• _Task requirements_
Apart from the images, the entire listing below must be restated word for word.

• _Task material_
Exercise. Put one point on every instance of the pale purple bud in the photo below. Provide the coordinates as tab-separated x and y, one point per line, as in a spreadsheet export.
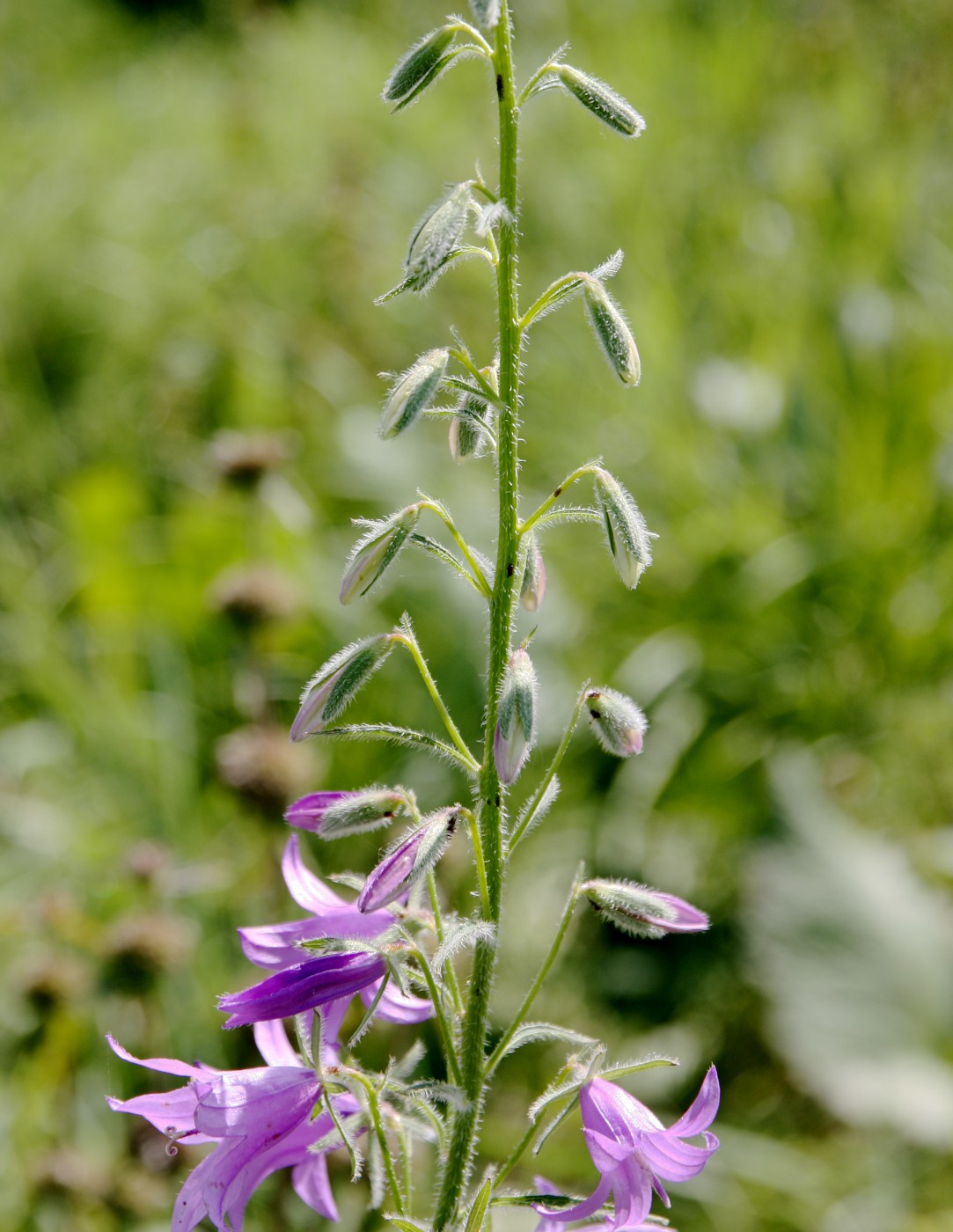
333	686
617	721
376	551
641	911
414	392
334	813
532	589
516	717
629	539
407	860
612	333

• _Response box_
Exercise. Put one point on every instance of the pale purple bud in the photo below. Provide the coordinates as tab-separated x and y, one point per line, as in a spreadsheet export.
333	686
617	721
376	551
641	911
414	392
334	813
532	589
516	717
629	539
407	860
612	333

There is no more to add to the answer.